* **TEXT SHOWN**:
Monday, March 17, 2014

Young and on drugs: Three recovering addicts share their stories of teen drug abuse


Marianne P., 25, is a white female, currently staying at the House of T.I.M.E., a transitional program for women who are addicted and homeless. She reflected on her middle-class upbringing during a recent interview. She was dressed in a lime green V-neck top and tailored grey slacks, her hair pulled back neatly in a ponytail.
Marianne is currently looking for a job and agreed to tell her story only if she would not be fully identified.
She said she grew up in Clarksville, Ga., a rural area where she rode horses and had lots of animals. Her parents divorced when she was 10 years old, and she began drinking at 13.
"There wasn't really a window between me trying alcohol and me drinking excessively," Marianne said. "I never went to parties and got drunk or did that kind of thing. But I was very depressed, maybe because of the divorce and all that."
At 14, Marianne was rushed to the hospital for alcohol poisoning. Emergency personnel pumped out her stomach and she was admitted to a psychiatric hospital for evaluation. She later had kidney and liver problems because of her addiction. In high school, Marianne started mixing alcohol with Xanax and marijuana, and her life continued to spiral out of control. By 17, she was hanging with an older crowd that introduced her to an assortment of drugs.
"I mainly just drank, but because I hung out with a lot of people that did a lot of drugs, it was kind of whatever was there," she said. "So, in that one year I was introduced to crack cocaine, methamphetamine, prescription pills, hallucinogens. Everything pretty much short of heroin I tried. But alcohol was still my drug of choice, and I drank pretty much every day."

* **REQUIREMENT**:
Write the next part of the article on teen drug abuse, picking up from the text's final sentence. None of the material that comes next has any bearing on this.

* **MATERIAL PROVIDED**:

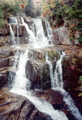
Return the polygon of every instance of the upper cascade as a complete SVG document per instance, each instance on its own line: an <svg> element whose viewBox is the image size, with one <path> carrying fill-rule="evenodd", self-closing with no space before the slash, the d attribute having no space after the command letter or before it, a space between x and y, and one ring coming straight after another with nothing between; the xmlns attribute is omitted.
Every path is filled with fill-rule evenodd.
<svg viewBox="0 0 82 120"><path fill-rule="evenodd" d="M34 48L43 48L47 46L52 46L52 29L50 24L46 20L42 19L31 19L32 22L28 23L26 18L21 17L20 21L15 17L10 17L9 24L15 24L17 26L17 30L15 31L14 27L12 26L13 35L14 32L17 32L17 38L19 37L19 30L20 26L24 26L27 37L28 43L31 44ZM13 30L14 29L14 30ZM10 29L11 33L11 29ZM15 38L15 36L14 36ZM19 40L20 43L20 40Z"/></svg>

* **REPLY TO THE EXERCISE**:
Marianne said she got her first DUI at 18, and a month later she was arrested for underage possession of alcohol. At age 19, she married a guy in the Marine Corps. They moved to North Carolina and then Maryland. They had a rocky marriage, but she enrolled at a local college and worked as a technician at a pharmacy.
She thought her life was finally headed in the right direction. But her marriage ended, and she got into another relationship. When that was over, she packed her things and headed back to Georgia to live near her parents -- and got hooked on meth.
"It was kind of a bargain that I made. Like 'OK, I'll do meth to keep myself away from drinking,'" she said.
Marianne said the meth addiction progressed quickly from there. She spent her days floating from house to house, driving for drug dealers so she could get free drugs. She had no money for food, so she stayed high so she wouldn't feel hungry.
"It was very hard," she said. "You go into these places and you have no idea who wants to rape you, who wants to rob you, who wants to help you. So you just keep moving because to sit still and stay anywhere for too long is just too risky.